**What you need to do**
Locate every line in the rows below that contains the word "plant", and copy each such line. Case counts.

**Given information**
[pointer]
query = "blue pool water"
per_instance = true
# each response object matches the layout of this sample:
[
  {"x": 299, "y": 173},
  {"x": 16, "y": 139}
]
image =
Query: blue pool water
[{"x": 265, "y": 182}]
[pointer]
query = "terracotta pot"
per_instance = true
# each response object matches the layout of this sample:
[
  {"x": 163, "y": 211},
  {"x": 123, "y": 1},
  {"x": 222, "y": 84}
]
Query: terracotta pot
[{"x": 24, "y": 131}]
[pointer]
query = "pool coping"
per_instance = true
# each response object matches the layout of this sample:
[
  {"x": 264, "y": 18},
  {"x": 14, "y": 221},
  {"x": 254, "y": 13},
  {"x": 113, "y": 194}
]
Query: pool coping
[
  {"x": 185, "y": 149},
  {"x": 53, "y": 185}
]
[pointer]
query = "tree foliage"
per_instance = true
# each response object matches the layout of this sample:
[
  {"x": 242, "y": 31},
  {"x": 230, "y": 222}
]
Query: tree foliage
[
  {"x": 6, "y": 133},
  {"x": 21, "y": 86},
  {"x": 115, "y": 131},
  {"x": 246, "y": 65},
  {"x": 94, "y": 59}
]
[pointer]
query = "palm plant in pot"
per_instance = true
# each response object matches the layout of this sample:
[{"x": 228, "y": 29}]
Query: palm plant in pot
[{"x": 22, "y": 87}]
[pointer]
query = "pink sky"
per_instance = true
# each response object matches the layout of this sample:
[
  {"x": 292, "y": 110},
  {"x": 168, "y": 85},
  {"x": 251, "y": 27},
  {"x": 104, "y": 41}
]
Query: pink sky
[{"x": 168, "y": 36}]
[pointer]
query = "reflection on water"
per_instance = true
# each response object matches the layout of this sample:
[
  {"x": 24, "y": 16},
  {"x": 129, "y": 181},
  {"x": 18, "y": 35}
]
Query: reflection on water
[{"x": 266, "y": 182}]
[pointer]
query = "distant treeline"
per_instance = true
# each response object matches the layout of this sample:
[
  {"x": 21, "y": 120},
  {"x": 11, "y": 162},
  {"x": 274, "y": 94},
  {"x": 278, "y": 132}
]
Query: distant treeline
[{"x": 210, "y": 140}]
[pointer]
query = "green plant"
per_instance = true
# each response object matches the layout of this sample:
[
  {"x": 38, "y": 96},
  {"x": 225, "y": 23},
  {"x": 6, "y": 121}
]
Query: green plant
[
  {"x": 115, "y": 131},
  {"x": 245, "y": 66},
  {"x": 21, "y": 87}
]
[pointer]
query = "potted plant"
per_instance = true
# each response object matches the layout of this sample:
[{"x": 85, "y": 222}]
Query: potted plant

**Response to this exercise**
query = "palm plant in pot"
Query: palm plant in pot
query = "green plant"
Query: green plant
query = "potted plant"
Query: potted plant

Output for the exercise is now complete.